Stored items
□ □ □

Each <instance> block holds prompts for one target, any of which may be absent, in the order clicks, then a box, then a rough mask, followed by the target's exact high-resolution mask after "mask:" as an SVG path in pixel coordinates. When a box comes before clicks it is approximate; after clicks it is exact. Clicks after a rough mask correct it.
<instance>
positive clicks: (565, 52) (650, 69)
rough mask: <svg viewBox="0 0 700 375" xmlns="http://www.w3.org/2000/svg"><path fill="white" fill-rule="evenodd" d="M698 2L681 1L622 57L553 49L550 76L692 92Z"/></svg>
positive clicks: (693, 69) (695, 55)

□ □ □

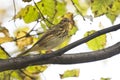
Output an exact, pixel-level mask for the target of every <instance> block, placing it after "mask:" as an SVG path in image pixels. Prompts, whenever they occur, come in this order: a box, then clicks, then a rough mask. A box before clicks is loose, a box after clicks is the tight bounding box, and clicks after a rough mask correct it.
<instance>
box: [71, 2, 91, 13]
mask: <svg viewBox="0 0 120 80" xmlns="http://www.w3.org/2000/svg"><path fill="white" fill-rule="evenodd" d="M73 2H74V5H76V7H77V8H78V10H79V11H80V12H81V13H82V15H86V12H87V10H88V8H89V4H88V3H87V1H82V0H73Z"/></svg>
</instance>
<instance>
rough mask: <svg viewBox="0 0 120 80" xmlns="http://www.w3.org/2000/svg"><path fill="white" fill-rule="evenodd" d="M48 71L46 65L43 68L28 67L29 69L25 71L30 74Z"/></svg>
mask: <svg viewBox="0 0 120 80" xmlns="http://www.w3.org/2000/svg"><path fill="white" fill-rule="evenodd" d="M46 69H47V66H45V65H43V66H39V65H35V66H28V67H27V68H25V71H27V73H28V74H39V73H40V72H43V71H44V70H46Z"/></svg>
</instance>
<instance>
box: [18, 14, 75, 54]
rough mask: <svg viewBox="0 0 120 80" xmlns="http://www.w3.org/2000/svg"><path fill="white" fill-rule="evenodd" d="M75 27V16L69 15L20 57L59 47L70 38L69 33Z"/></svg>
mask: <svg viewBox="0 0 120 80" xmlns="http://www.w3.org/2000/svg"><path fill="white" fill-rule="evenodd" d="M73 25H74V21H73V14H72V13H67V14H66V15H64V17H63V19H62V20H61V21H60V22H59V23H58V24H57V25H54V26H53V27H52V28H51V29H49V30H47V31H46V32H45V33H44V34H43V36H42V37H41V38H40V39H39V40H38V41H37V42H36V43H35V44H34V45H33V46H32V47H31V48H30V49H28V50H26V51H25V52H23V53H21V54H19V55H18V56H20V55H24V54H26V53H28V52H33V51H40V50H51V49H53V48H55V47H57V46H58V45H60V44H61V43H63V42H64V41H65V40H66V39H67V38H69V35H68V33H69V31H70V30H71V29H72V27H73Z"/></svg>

□ □ □

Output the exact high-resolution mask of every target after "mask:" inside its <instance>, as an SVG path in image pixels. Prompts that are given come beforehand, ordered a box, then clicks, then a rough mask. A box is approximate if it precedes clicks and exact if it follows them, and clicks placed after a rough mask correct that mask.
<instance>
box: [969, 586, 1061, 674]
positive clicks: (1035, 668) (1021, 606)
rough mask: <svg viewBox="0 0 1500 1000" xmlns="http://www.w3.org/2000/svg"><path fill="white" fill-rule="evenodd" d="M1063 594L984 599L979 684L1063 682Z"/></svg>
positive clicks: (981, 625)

□ □ □

### TASK PROMPT
Copy out, without any change, the lines of the listing from the one containing "Each <instance> block" to the one containing "positive clicks: (693, 69) (695, 55)", including both of those lines.

### TASK RESPONSE
Each <instance> block holds prompts for one target, any of which may be absent, in the order clicks, then a box, then a rough mask, followed by the target's exact high-resolution mask after "mask:" as an SVG path in pixel coordinates. When a box comes before clicks it is approximate; after clicks it is exact. Clicks after a rough mask correct it.
<instance>
positive clicks: (565, 52) (650, 69)
rough mask: <svg viewBox="0 0 700 375" xmlns="http://www.w3.org/2000/svg"><path fill="white" fill-rule="evenodd" d="M698 2L681 1L622 57L553 49L550 76L692 92Z"/></svg>
positive clicks: (693, 69) (695, 55)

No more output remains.